The Partnership enters into product exchange agreements with third parties, whereby the Partnership agrees to exchange NGLs and sulfur with third parties. The Partnership records the balance of exchange products due to other companies under these agreements at quoted market product prices and the balance of exchange products due from other companies at the lower of cost or market. Cost is determined using the first-in, first-out ("FIFO") method. Product exchanges with the same counterparty are entered into in contemplation of one another and are combined. The net amount related to location differentials is reported in "Product sales" or "Cost of products sold" in the Consolidated Statements of Operations.
 
(c)       Inventories
 
Inventories are stated at the lower of cost or net realizable value. NGLs, sulfur, and all other inventories not otherwise specified are accounted for using the FIFO method. Lubricants, greases, and lubricant packaging inventories are accounted for using standard cost, which approximates actual cost. Fertilizer inventories are accounted for using weighted average cost, which approximates actual cost.
(d)      Revenue Recognition
 
Terminalling and Storage – Revenue is recognized for storage contracts based on the contracted monthly tank fixed fee. For throughput contracts, revenue is recognized based on the volume moved through the Partnership’s terminals at the contracted rate. For storage and throughput contracts at the Partnership's underground NGL storage facility, revenue is recognized based on the volume stored and moved through the facility at the contracted rate. For the Partnership’s tolling agreement, revenue is recognized based on the contracted monthly reservation fee and throughput volumes moved through the facility.  

Transportation – Revenue related to land transportation is recognized for line hauls based on a mileage rate. For contracted trips, revenue is recognized upon completion of the particular trip. The performance of the service is invoiced as the transaction occurs and is generally paid within a month. Revenue related to marine transportation is recognized for time charters based on a per day rate. For contracted trips, revenue is recognized upon completion of the particular trip. The performance of the service is invoiced as the transaction occurs and is generally paid within a month.

Sulfur Services – Revenue from sulfur and fertilizer product sales is recognized when the customer takes title to the product. Delivery of the product is invoiced as the transaction occurs and is generally paid within a month. Revenue from sulfur services is recognized as services are performed during each monthly period. The performance of the service is invoiced as the transaction occurs and is generally paid within a month.

## Entries provided
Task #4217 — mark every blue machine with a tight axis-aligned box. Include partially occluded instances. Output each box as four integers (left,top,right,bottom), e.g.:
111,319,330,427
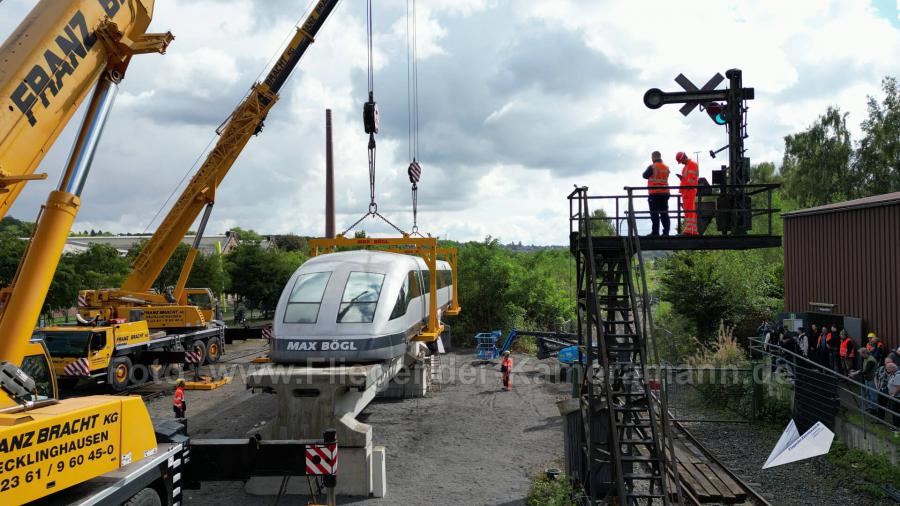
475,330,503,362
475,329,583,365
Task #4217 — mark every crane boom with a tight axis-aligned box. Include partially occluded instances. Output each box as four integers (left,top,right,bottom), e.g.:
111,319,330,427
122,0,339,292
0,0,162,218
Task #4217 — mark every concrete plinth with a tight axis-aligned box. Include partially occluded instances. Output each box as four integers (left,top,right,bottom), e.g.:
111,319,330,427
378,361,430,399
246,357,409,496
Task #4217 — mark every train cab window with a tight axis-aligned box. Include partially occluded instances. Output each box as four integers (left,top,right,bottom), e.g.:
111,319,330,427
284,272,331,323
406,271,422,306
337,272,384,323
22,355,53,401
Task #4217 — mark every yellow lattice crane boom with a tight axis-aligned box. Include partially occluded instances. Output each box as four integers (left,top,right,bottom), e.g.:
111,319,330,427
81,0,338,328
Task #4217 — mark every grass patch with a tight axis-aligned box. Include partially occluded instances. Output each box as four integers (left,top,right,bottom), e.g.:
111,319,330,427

## Stated exercise
Reproduce word for word the entire accounting policy text that appears above the lines.

## Final result
The Partnership enters into product exchange agreements with third parties, whereby the Partnership agrees to exchange NGLs and sulfur with third parties. The Partnership records the balance of exchange products due to other companies under these agreements at quoted market product prices and the balance of exchange products due from other companies at the lower of cost or market. Cost is determined using the first-in, first-out ("FIFO") method. Product exchanges with the same counterparty are entered into in contemplation of one another and are combined. The net amount related to location differentials is reported in "Product sales" or "Cost of products sold" in the Consolidated Statements of Operations.
 
(c)       Inventories
 
Inventories are stated at the lower of cost or net realizable value. NGLs, sulfur, and all other inventories not otherwise specified are accounted for using the FIFO method. Lubricants, greases, and lubricant packaging inventories are accounted for using standard cost, which approximates actual cost. Fertilizer inventories are accounted for using weighted average cost, which approximates actual cost.
(d)      Revenue Recognition
 
Terminalling and Storage – Revenue is recognized for storage contracts based on the contracted monthly tank fixed fee. For throughput contracts, revenue is recognized based on the volume moved through the Partnership’s terminals at the contracted rate. For storage and throughput contracts at the Partnership's underground NGL storage facility, revenue is recognized based on the volume stored and moved through the facility at the contracted rate. For the Partnership’s tolling agreement, revenue is recognized based on the contracted monthly reservation fee and throughput volumes moved through the facility.  

Transportation – Revenue related to land transportation is recognized for line hauls based on a mileage rate. For contracted trips, revenue is recognized upon completion of the particular trip. The performance of the service is invoiced as the transaction occurs and is generally paid within a month. Revenue related to marine transportation is recognized for time charters based on a per day rate. For contracted trips, revenue is recognized upon completion of the particular trip. The performance of the service is invoiced as the transaction occurs and is generally paid within a month.

Sulfur Services – Revenue from sulfur and fertilizer product sales is recognized when the customer takes title to the product. Delivery of the product is invoiced as the transaction occurs and is generally paid within a month. Revenue from sulfur services is recognized as services are performed during each monthly period. The performance of the service is invoiced as the transaction occurs and is generally paid within a month.